The problem: Copy each line from the data that has the word "patio" in it.
== Supplied data ==
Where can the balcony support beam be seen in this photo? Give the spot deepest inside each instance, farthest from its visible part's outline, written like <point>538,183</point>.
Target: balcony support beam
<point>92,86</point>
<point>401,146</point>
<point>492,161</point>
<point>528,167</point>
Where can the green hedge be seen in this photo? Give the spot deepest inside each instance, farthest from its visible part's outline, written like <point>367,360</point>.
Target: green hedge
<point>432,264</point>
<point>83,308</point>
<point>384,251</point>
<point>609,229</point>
===
== Supplied data ==
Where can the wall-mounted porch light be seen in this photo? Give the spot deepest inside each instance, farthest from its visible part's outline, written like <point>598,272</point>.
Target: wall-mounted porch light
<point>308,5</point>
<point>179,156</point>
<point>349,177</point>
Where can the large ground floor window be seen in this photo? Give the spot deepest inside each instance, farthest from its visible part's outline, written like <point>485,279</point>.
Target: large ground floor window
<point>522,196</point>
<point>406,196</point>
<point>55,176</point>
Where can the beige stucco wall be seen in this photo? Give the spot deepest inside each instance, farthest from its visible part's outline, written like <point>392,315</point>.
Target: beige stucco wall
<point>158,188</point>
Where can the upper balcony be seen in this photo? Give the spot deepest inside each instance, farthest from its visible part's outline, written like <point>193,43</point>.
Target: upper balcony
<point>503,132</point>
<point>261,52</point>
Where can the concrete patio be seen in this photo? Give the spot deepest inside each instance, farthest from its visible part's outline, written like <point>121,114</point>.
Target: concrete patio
===
Problem solution:
Where can the concrete patio be seen in this photo? Give the spot deepest inside each instance, farthest from its visible part's outline, written like <point>121,114</point>.
Target: concrete patio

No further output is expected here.